● **Requirement**
Extract the lines below from the line containing "[segment] raccoon's ear" up to and including the line containing "POLYGON ((156 57, 154", and reproduce them verbatim.

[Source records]
◇ ◇ ◇

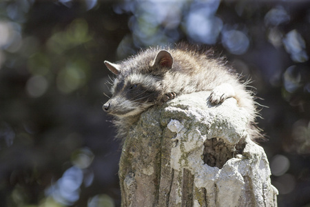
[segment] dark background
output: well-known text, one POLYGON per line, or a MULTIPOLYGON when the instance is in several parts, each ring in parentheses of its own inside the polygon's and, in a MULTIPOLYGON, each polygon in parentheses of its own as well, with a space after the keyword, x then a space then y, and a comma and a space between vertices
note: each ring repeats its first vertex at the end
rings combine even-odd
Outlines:
POLYGON ((0 206, 118 206, 115 61, 211 45, 251 77, 279 206, 310 206, 309 1, 0 1, 0 206))

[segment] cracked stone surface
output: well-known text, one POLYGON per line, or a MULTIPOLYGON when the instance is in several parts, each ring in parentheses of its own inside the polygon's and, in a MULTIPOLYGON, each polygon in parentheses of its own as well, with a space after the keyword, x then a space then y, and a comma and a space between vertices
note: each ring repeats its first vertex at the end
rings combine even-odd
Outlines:
POLYGON ((177 97, 143 112, 122 149, 123 206, 276 206, 262 148, 233 98, 177 97))

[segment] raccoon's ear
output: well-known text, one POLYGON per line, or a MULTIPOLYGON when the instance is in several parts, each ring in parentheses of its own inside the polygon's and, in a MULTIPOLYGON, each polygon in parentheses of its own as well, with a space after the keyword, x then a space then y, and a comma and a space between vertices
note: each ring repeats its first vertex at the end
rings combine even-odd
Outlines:
POLYGON ((121 66, 118 64, 114 64, 109 61, 105 61, 105 64, 107 69, 115 75, 118 75, 121 72, 121 66))
POLYGON ((156 57, 154 59, 153 66, 158 66, 161 68, 165 67, 171 69, 173 63, 174 58, 170 52, 167 50, 161 50, 157 53, 156 57))

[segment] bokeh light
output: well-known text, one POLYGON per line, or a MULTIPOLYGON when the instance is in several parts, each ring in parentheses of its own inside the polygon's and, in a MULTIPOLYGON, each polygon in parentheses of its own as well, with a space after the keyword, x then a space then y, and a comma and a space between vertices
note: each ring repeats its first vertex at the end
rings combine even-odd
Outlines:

◇ ◇ ◇

● **Answer below**
[segment] raccoon's ear
output: well-known text, one POLYGON per line, or a MULTIPOLYGON when the instance is in several parts, each ring in parentheses of its own inside the polygon's and, in a MULTIPOLYGON, each polygon in parentheses of its own as well, with a space after the keyword, x then a space then y, and a comma and a space between vertices
note: each ring repeats its first vertex at the end
rings combine even-odd
Outlines:
POLYGON ((121 66, 118 64, 114 64, 109 61, 105 61, 105 64, 107 69, 115 75, 118 75, 121 72, 121 66))
POLYGON ((156 57, 154 59, 153 66, 158 66, 161 68, 165 67, 171 69, 173 63, 174 58, 170 52, 167 50, 161 50, 157 53, 156 57))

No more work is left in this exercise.